# [TASK REQUIREMENTS]
Pictures in the records are to be excluded from an otherwise exact copy.

[[ GIVEN DATA open ]]

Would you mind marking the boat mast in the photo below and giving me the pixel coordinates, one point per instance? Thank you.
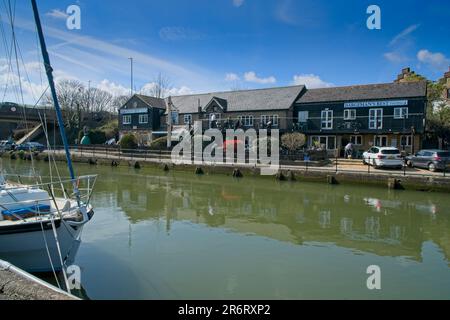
(49, 71)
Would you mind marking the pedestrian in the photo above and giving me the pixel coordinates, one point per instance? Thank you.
(349, 150)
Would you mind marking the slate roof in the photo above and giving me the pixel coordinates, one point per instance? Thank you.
(281, 98)
(152, 101)
(366, 92)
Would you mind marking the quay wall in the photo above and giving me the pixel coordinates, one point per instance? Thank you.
(394, 180)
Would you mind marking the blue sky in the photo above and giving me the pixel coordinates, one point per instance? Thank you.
(209, 45)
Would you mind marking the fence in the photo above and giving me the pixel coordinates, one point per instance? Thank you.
(297, 161)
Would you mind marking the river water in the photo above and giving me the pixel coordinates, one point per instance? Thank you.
(159, 235)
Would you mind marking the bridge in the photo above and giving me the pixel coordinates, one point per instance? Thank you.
(16, 117)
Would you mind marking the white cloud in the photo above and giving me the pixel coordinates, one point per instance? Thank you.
(113, 88)
(252, 77)
(232, 77)
(311, 81)
(403, 34)
(436, 61)
(238, 3)
(395, 57)
(57, 14)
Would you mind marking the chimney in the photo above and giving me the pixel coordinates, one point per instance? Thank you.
(447, 74)
(406, 70)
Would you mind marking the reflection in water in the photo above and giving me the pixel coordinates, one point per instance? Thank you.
(183, 236)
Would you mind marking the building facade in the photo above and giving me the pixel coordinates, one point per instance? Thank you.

[[ GIVEN DATA closed ]]

# [SOLUTION]
Would you mind marking the boat mast in the photo below and giving me the pixel coordinates, one point per instance? Thank you.
(49, 71)
Would you mind marking the pedestrian in the photo above and giving me the pixel coordinates, one point per instance? Thank you.
(349, 150)
Would you mind marking the slate roof in the photo above and giving me the pixel coordinates, one point per instance? Thank you.
(281, 98)
(152, 101)
(366, 92)
Would you mind marking the quay wall in the photo above and giving me the pixel coordinates, one point per instance? Thank you.
(394, 180)
Would you mind marking the blue sky in the photo above and giving me the pixel coordinates, one point per instance? Thank you.
(209, 45)
Would you mind marking the fence in the photo above and giving me the pixel coordinates, one point per instance? Thank you.
(297, 161)
Would you mind marking the river water in the photo above and giving me the pixel coordinates, one point per instance? Thank you.
(159, 235)
Would you mind marking the bridge in the photo above and giving me the pixel coordinates, one point per instance? Thank you.
(16, 117)
Would you mind marking the white cloud in the photo above and giving me the pixel coordinates, one point per instance? Thank you.
(113, 88)
(252, 77)
(232, 77)
(311, 81)
(403, 34)
(436, 61)
(238, 3)
(395, 57)
(57, 14)
Would you mind marking the chimney in the photo above and giving me the pixel coordinates, one point per instance? Thank you.
(447, 74)
(406, 70)
Would you mind marking the reflection in water in the photo above and giving me the pixel coordinates, one point per instance? Thank you.
(183, 236)
Would you mind marking the building facade in the photo above and giving me the pixel coordinates, one point per instance? Thank you.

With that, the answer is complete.